(Stored records)
....................

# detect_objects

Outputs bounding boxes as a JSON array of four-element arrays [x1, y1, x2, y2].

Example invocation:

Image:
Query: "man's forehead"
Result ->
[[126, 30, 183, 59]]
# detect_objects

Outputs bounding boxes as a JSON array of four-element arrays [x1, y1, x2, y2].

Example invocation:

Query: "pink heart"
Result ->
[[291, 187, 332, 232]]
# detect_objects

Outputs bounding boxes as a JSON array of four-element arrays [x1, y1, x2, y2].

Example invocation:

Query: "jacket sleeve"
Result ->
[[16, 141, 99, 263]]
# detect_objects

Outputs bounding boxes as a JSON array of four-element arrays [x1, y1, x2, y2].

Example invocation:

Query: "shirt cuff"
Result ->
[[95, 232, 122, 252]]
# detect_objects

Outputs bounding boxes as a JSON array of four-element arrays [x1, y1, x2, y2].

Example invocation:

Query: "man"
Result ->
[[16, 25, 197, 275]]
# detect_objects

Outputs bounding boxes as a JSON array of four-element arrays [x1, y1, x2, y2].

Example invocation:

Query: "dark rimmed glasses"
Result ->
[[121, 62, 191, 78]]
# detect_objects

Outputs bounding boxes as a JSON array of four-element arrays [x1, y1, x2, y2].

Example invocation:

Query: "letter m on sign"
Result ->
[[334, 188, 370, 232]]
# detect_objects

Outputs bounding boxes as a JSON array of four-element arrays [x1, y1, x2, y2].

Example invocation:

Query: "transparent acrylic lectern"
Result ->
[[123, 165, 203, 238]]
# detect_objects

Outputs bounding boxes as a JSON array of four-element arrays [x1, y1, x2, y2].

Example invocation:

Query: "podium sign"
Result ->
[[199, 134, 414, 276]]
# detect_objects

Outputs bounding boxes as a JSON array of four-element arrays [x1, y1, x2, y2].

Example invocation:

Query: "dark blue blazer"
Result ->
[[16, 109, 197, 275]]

....................

- **EXERCISE AIM**: Update the listing by replacing every "Example invocation" with "Sample call" and leaving everything else untouched.

- **SOLUTION FOR THIS TASK**:
# detect_objects

Outputs bounding boxes as a JSON array of four-element arrays [x1, y1, x2, y2].

Sample call:

Image:
Query: "man's forehead"
Result ->
[[126, 30, 183, 59]]
# detect_objects

Outputs bounding boxes as a JSON array of four-element arrays [x1, y1, x2, y2].

Sample call:

Query: "pink heart"
Result ->
[[291, 187, 332, 232]]
# detect_objects

Outputs bounding boxes as a JSON array of four-element arrays [x1, y1, x2, y2].

Sample call:

Query: "jacket sleeve"
Result ->
[[16, 141, 99, 263]]
# detect_objects

Outputs bounding boxes as a JSON array of four-element arrays [x1, y1, x2, y2].

Sample call:

Query: "shirt cuff"
Result ->
[[95, 232, 122, 252]]
# detect_objects

Outputs bounding boxes as a JSON array of four-element arrays [x1, y1, x2, y2].

Sample call:

Query: "man"
Result ->
[[16, 25, 197, 275]]
# detect_objects

Outputs bounding boxes as a JSON array of four-element arrays [x1, y1, x2, y2].

Sample call:

Query: "dark rimmed glasses"
Result ->
[[121, 62, 191, 78]]
# detect_objects

Outputs bounding boxes as a JSON array of four-element arrays [x1, y1, x2, y2].

Sample call:

Query: "letter m on sign"
Result ->
[[334, 188, 370, 232]]
# detect_objects

Outputs bounding boxes as a JSON array of four-element arrays [x1, y1, x2, y2].

Sample call:

Query: "transparent acrylic lectern"
Result ->
[[123, 165, 203, 238]]
# detect_objects

Outputs bounding boxes as a JSON array of four-element arrays [x1, y1, x2, y2].

Sample call:

Query: "podium sign"
Result ->
[[199, 134, 414, 276]]
# detect_objects

Outputs bounding boxes as a JSON array of four-element arrays [x1, y1, x2, y2].

Sample call:

Query: "dark blue blazer"
Result ->
[[16, 109, 197, 275]]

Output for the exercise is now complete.